What the task asks -> Rewrite only the listing from the line with "[segment] player's knee" to the line with "142], [260, 144]]", changing "vertex pairs" to "coordinate pairs" and keeping everything else the same.

Material to process ->

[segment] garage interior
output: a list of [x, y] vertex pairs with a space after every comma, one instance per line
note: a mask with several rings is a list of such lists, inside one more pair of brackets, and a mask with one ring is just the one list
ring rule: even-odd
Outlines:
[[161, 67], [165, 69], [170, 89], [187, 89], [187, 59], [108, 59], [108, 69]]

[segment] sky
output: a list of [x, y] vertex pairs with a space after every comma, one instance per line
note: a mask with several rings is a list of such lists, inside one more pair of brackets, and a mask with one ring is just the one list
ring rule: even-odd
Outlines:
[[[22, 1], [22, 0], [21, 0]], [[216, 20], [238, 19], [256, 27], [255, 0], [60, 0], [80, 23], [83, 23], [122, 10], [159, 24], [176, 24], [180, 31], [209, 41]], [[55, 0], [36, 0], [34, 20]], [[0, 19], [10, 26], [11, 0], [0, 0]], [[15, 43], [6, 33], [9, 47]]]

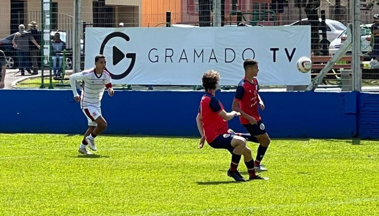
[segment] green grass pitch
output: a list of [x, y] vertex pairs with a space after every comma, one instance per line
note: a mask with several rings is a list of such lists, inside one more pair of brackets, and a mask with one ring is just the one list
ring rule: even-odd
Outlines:
[[81, 139], [0, 134], [0, 215], [379, 216], [377, 141], [274, 139], [270, 180], [236, 183], [197, 138], [100, 135], [91, 157]]

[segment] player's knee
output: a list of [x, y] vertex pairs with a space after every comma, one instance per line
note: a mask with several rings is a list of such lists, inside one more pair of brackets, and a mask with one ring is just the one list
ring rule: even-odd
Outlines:
[[100, 128], [103, 129], [105, 129], [108, 127], [108, 124], [106, 122], [101, 122], [100, 124], [97, 124], [97, 126], [100, 126]]
[[245, 148], [245, 150], [244, 151], [244, 155], [251, 155], [252, 154], [252, 150], [250, 148], [249, 148], [247, 147], [246, 147]]
[[263, 145], [263, 146], [267, 147], [267, 146], [268, 146], [270, 142], [271, 142], [271, 140], [270, 139], [270, 138], [267, 137], [263, 139], [262, 140], [262, 142], [261, 142], [260, 144]]

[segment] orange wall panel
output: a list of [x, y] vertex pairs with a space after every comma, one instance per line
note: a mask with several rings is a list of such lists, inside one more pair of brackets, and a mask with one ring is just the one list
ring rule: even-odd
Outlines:
[[[166, 22], [166, 11], [171, 12], [171, 22], [182, 22], [182, 0], [142, 0], [141, 12], [141, 25], [154, 27]], [[159, 26], [164, 26], [162, 24]]]

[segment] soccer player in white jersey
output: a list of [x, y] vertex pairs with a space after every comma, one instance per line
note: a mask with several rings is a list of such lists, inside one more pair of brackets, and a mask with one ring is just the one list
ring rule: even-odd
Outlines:
[[[110, 96], [113, 96], [114, 91], [112, 88], [111, 76], [105, 70], [106, 63], [105, 56], [97, 55], [95, 57], [95, 68], [70, 76], [70, 84], [74, 93], [74, 99], [76, 102], [80, 102], [82, 110], [88, 120], [88, 130], [84, 134], [78, 150], [80, 154], [89, 154], [86, 149], [87, 145], [93, 151], [96, 151], [95, 138], [107, 128], [107, 122], [101, 116], [100, 101], [104, 94], [104, 87]], [[80, 96], [76, 91], [75, 81], [82, 82]]]

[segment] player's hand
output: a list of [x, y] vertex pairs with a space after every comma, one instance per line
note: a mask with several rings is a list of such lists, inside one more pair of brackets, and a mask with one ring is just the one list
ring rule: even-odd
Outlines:
[[256, 121], [255, 119], [252, 116], [250, 116], [250, 117], [249, 118], [249, 121], [250, 122], [250, 124], [252, 125], [256, 125], [258, 124], [258, 122]]
[[197, 146], [197, 148], [199, 149], [202, 148], [204, 147], [204, 143], [205, 143], [205, 136], [202, 136], [201, 138], [200, 139], [200, 143], [199, 143], [199, 146]]
[[113, 88], [109, 88], [108, 89], [108, 94], [109, 94], [111, 97], [113, 96], [113, 95], [115, 94], [115, 91], [113, 90]]
[[241, 115], [241, 113], [240, 112], [236, 112], [235, 111], [232, 111], [230, 112], [230, 113], [233, 115], [233, 116], [238, 116]]

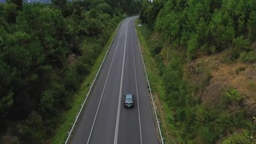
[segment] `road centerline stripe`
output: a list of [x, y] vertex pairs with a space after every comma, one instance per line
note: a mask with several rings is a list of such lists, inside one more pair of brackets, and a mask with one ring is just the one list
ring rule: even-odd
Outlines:
[[135, 74], [135, 82], [136, 84], [136, 93], [137, 94], [137, 103], [138, 105], [138, 113], [139, 115], [139, 134], [140, 134], [140, 138], [141, 141], [141, 144], [142, 144], [142, 137], [141, 136], [141, 117], [139, 113], [139, 95], [138, 95], [138, 87], [137, 86], [137, 78], [136, 77], [136, 68], [135, 67], [135, 57], [134, 56], [134, 47], [133, 46], [133, 30], [132, 28], [131, 31], [131, 40], [132, 40], [132, 43], [133, 43], [133, 63], [134, 64], [134, 72]]
[[97, 109], [97, 111], [96, 111], [96, 114], [95, 115], [95, 117], [94, 117], [94, 120], [93, 120], [93, 125], [92, 126], [91, 129], [91, 131], [90, 132], [90, 135], [89, 135], [89, 137], [88, 138], [88, 140], [87, 141], [87, 144], [88, 144], [89, 143], [89, 142], [90, 142], [90, 139], [91, 139], [91, 133], [92, 133], [93, 130], [93, 127], [94, 127], [94, 124], [95, 123], [95, 121], [96, 121], [96, 118], [97, 117], [97, 115], [98, 115], [98, 112], [99, 111], [99, 107], [100, 107], [101, 101], [101, 99], [102, 99], [102, 96], [103, 96], [103, 94], [104, 94], [104, 91], [105, 91], [105, 88], [106, 87], [106, 85], [107, 84], [107, 80], [108, 80], [108, 77], [109, 77], [109, 72], [110, 72], [110, 69], [111, 69], [111, 67], [112, 67], [112, 64], [113, 63], [113, 60], [114, 60], [114, 58], [115, 57], [115, 52], [116, 52], [116, 50], [117, 50], [117, 45], [118, 44], [118, 43], [119, 42], [119, 39], [120, 38], [120, 36], [121, 36], [121, 34], [122, 33], [122, 30], [123, 30], [123, 26], [122, 26], [122, 28], [121, 29], [121, 31], [120, 32], [120, 34], [119, 35], [119, 36], [118, 37], [118, 39], [117, 40], [117, 45], [116, 45], [116, 47], [115, 47], [115, 51], [114, 52], [114, 55], [113, 56], [113, 58], [112, 59], [112, 61], [111, 61], [111, 64], [110, 64], [110, 67], [109, 67], [109, 72], [108, 72], [108, 74], [107, 74], [107, 78], [106, 79], [106, 81], [105, 82], [105, 85], [104, 85], [104, 87], [103, 88], [103, 90], [102, 91], [102, 93], [101, 94], [101, 99], [100, 99], [99, 102], [99, 105], [98, 106], [98, 108]]
[[126, 24], [126, 32], [125, 33], [125, 48], [124, 51], [123, 52], [123, 66], [122, 68], [122, 75], [121, 76], [121, 82], [120, 83], [120, 91], [119, 92], [119, 98], [118, 100], [118, 106], [117, 108], [117, 121], [116, 123], [116, 127], [115, 127], [115, 141], [114, 142], [114, 144], [117, 144], [117, 135], [118, 133], [118, 126], [119, 124], [119, 115], [120, 114], [120, 105], [121, 102], [121, 95], [122, 95], [122, 87], [123, 86], [123, 69], [124, 66], [124, 62], [125, 62], [125, 49], [126, 47], [126, 39], [127, 36], [127, 29], [128, 28], [128, 24], [129, 23], [129, 21]]

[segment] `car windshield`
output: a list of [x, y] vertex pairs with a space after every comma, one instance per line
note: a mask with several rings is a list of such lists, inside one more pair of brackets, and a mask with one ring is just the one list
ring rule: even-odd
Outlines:
[[133, 99], [131, 98], [126, 98], [125, 101], [127, 102], [132, 102], [133, 101]]

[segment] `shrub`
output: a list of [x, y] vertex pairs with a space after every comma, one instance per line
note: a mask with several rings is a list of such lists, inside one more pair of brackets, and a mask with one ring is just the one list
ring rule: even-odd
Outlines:
[[240, 54], [239, 60], [243, 62], [254, 62], [256, 61], [256, 53], [253, 51], [243, 52]]
[[226, 92], [225, 93], [224, 96], [228, 100], [236, 102], [240, 101], [242, 99], [240, 94], [235, 89], [233, 89]]

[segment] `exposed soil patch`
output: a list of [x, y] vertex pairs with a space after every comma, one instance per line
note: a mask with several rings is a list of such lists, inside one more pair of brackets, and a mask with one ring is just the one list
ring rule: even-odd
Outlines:
[[217, 102], [231, 86], [240, 93], [247, 112], [256, 115], [256, 63], [226, 64], [221, 61], [224, 54], [222, 52], [194, 60], [185, 69], [186, 77], [191, 84], [201, 85], [207, 80], [205, 73], [210, 74], [208, 83], [198, 92], [203, 103]]

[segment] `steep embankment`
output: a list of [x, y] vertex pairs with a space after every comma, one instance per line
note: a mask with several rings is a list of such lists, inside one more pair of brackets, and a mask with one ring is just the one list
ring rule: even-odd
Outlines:
[[255, 143], [255, 2], [144, 0], [140, 16], [167, 143]]

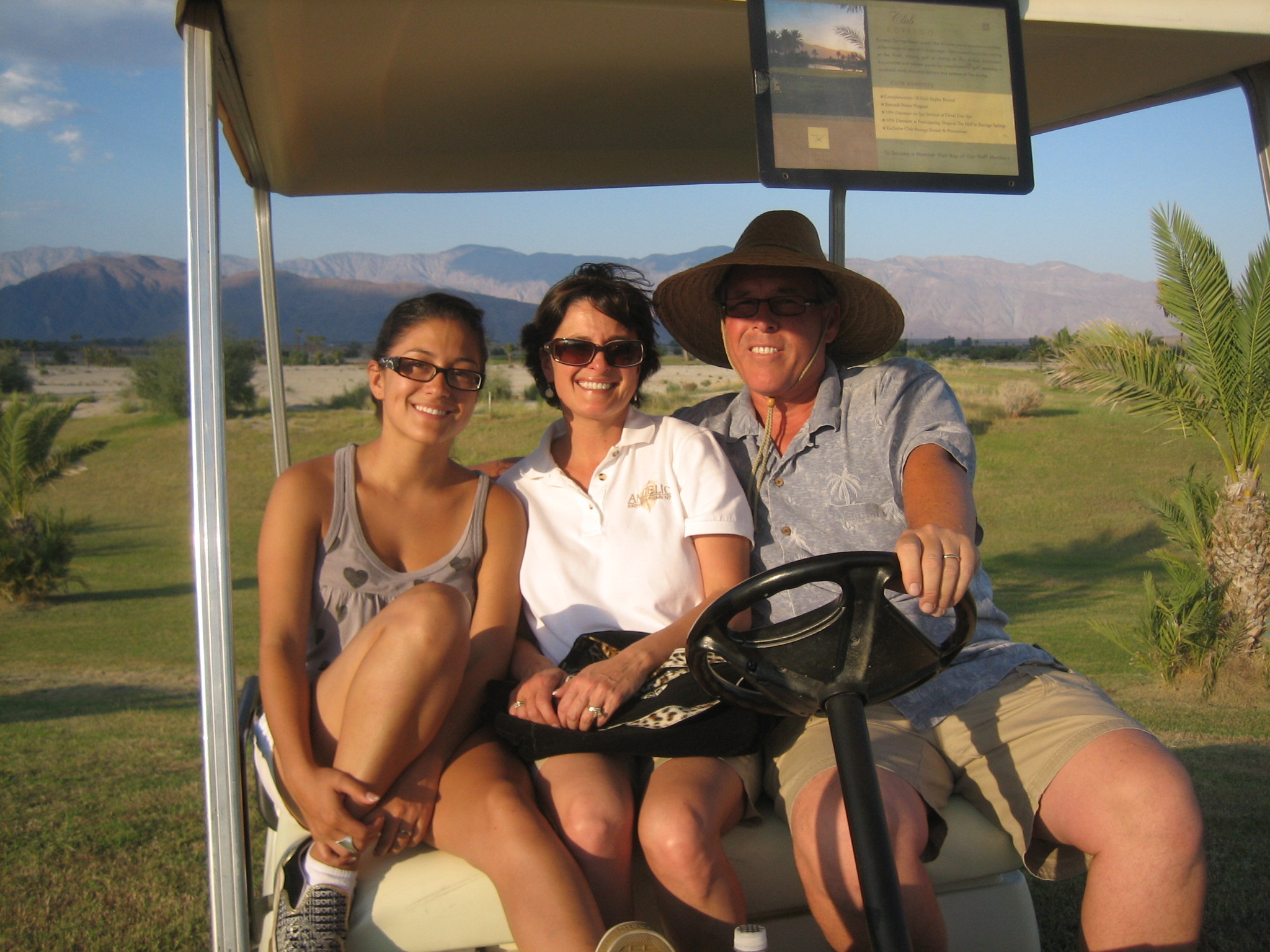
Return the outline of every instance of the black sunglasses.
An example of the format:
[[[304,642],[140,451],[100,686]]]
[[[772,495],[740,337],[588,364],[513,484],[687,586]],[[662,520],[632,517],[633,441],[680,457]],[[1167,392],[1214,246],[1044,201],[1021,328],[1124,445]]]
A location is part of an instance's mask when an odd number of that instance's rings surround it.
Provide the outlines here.
[[[417,380],[427,383],[438,373],[446,374],[446,383],[455,390],[480,390],[485,386],[485,374],[480,371],[462,371],[457,367],[437,367],[427,360],[417,360],[413,357],[381,357],[380,367],[396,371],[408,380]]]
[[[601,347],[589,340],[556,338],[542,345],[542,353],[565,367],[585,367],[599,352],[603,352],[610,367],[639,367],[644,363],[644,345],[638,340],[610,340]]]
[[[729,317],[753,317],[758,314],[758,306],[767,303],[767,310],[777,317],[798,317],[805,314],[812,305],[823,305],[814,297],[799,297],[796,294],[781,294],[779,297],[740,297],[723,302],[723,312]]]

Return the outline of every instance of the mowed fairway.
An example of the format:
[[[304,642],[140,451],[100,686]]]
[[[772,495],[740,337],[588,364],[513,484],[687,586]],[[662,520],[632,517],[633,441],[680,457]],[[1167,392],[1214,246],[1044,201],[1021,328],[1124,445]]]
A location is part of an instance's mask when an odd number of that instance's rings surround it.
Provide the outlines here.
[[[1209,703],[1158,687],[1095,633],[1129,622],[1148,551],[1162,543],[1137,499],[1195,463],[1196,440],[1087,397],[1046,391],[1005,420],[991,395],[1020,369],[946,368],[979,433],[984,560],[1015,638],[1093,675],[1175,746],[1209,824],[1210,949],[1256,949],[1270,875],[1260,815],[1270,783],[1270,692],[1231,678]],[[497,409],[497,407],[495,407]],[[457,457],[531,449],[550,413],[484,414]],[[295,458],[375,433],[367,413],[292,419]],[[196,646],[189,567],[188,426],[147,415],[75,420],[109,446],[43,501],[93,518],[76,571],[86,588],[44,608],[0,605],[0,918],[4,949],[206,948]],[[272,482],[268,420],[229,424],[239,677],[255,670],[255,539]],[[253,821],[259,828],[258,817]],[[1080,882],[1034,887],[1046,949],[1074,949]],[[791,951],[792,952],[792,951]]]

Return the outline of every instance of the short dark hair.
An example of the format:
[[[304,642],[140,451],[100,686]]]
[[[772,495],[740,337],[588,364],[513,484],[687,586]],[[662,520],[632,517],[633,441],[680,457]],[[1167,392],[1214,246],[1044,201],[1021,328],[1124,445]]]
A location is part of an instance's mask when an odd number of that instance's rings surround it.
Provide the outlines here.
[[[547,396],[542,348],[555,338],[569,307],[578,301],[588,301],[602,315],[626,327],[644,345],[644,362],[639,366],[639,383],[632,401],[638,406],[644,397],[640,392],[644,381],[662,367],[662,359],[657,355],[657,319],[653,316],[652,298],[652,286],[641,270],[612,261],[579,264],[568,278],[552,284],[533,320],[521,327],[525,366],[533,376],[542,399],[550,406],[560,406],[559,396]]]
[[[485,312],[466,298],[455,294],[446,294],[434,291],[423,297],[408,297],[394,305],[389,316],[380,325],[380,333],[375,338],[375,347],[371,349],[371,359],[380,360],[391,357],[391,350],[411,327],[425,321],[450,319],[462,324],[471,339],[480,350],[480,368],[485,369],[489,360],[489,344],[485,343]],[[382,419],[384,404],[372,393],[375,401],[375,415]]]

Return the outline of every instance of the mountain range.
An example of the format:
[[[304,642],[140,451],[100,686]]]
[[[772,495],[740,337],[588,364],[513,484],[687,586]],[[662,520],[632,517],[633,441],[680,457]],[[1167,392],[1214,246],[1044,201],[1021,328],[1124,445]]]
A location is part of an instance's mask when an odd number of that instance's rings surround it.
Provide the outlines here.
[[[278,263],[283,339],[301,331],[328,340],[370,340],[396,301],[446,289],[486,312],[489,336],[516,340],[533,306],[559,278],[587,260],[615,260],[654,283],[729,249],[646,258],[521,254],[461,245],[436,254],[340,253]],[[1012,264],[972,256],[850,259],[847,267],[884,284],[904,307],[914,339],[1026,339],[1114,320],[1171,333],[1154,303],[1156,286],[1063,261]],[[28,248],[0,254],[0,338],[151,338],[184,327],[184,264],[170,258]],[[260,334],[257,263],[222,258],[224,316],[241,336]]]

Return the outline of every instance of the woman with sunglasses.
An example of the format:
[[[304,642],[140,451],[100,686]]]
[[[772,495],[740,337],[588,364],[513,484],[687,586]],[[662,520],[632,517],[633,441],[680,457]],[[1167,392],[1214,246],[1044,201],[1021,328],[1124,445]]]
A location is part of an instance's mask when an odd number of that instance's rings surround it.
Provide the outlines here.
[[[525,768],[478,730],[525,542],[517,500],[450,458],[485,358],[467,301],[403,301],[367,366],[378,438],[292,466],[269,496],[262,726],[312,834],[281,868],[278,952],[342,949],[359,856],[423,842],[494,881],[519,948],[592,952],[602,932]]]
[[[513,649],[509,703],[554,727],[603,726],[749,571],[749,509],[714,437],[635,409],[659,366],[645,288],[632,269],[582,265],[521,331],[526,364],[561,419],[499,480],[530,519],[521,590],[533,641]],[[574,640],[599,631],[649,633],[566,679],[558,665]],[[634,784],[648,767],[593,753],[535,764],[540,802],[610,924],[631,916]],[[745,814],[754,767],[676,758],[648,778],[638,831],[682,949],[729,949],[745,920],[720,839]]]

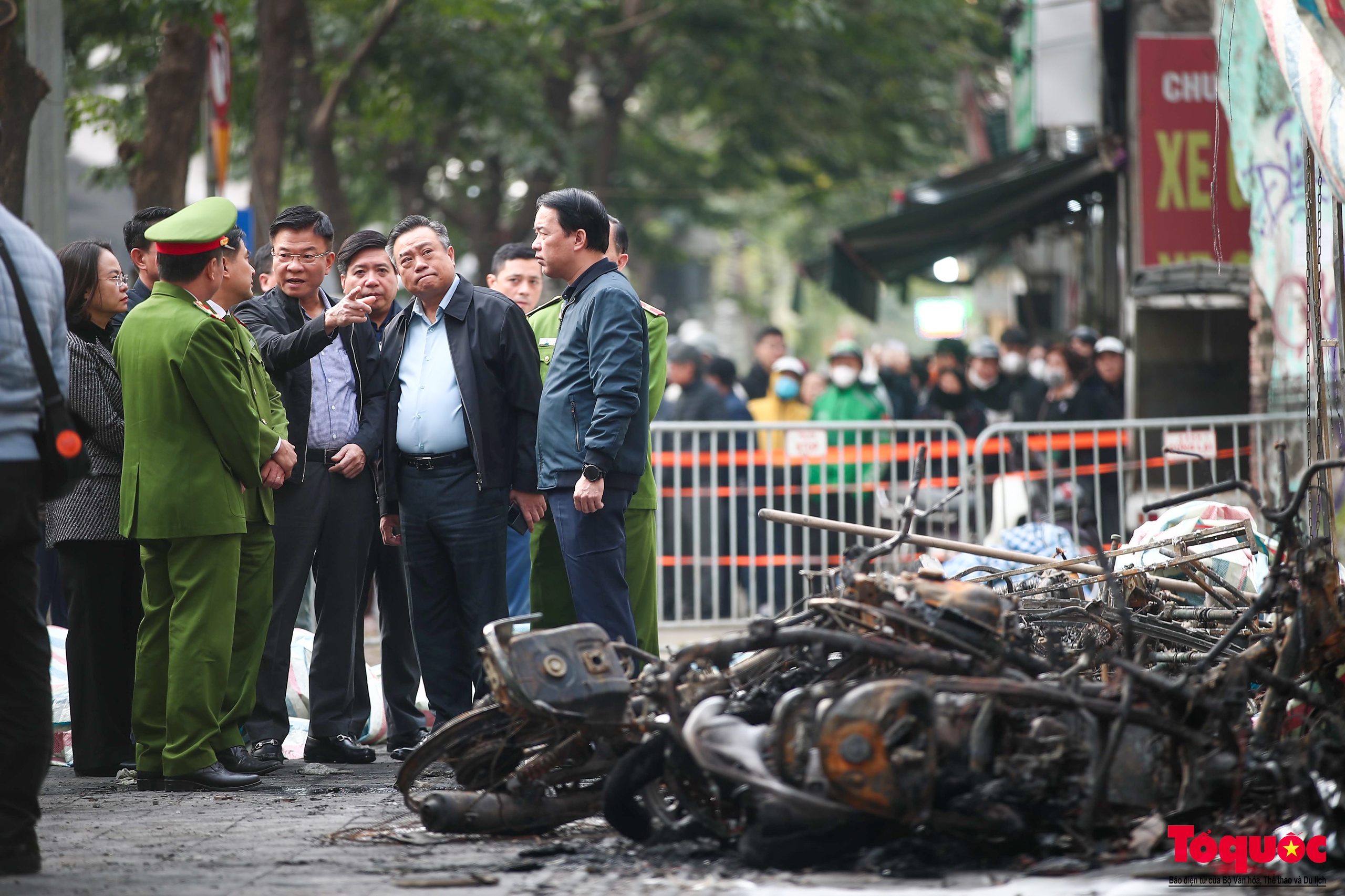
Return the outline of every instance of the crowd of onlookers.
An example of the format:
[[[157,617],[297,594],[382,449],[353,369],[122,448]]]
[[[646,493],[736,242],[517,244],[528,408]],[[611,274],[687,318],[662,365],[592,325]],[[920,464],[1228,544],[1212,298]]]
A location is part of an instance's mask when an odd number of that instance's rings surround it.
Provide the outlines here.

Final result ->
[segment] player's knee
output: a list of [x, y] coordinate pairs with a space after every comma, one instance per line
note: a mask with several rings is a list of such lists, inside one more pair of brackets, and a mask with one ring is just the one list
ring rule: even-odd
Outlines:
[[100, 128], [103, 129], [105, 129], [108, 127], [108, 124], [106, 122], [101, 122], [100, 124], [97, 124], [97, 126], [100, 126]]
[[245, 148], [245, 150], [244, 151], [244, 155], [251, 155], [252, 154], [252, 150], [250, 148], [249, 148], [247, 147], [246, 147]]
[[263, 145], [263, 146], [267, 147], [267, 146], [268, 146], [270, 142], [271, 142], [271, 140], [270, 139], [270, 138], [267, 137], [263, 139], [262, 140], [262, 142], [261, 142], [260, 144]]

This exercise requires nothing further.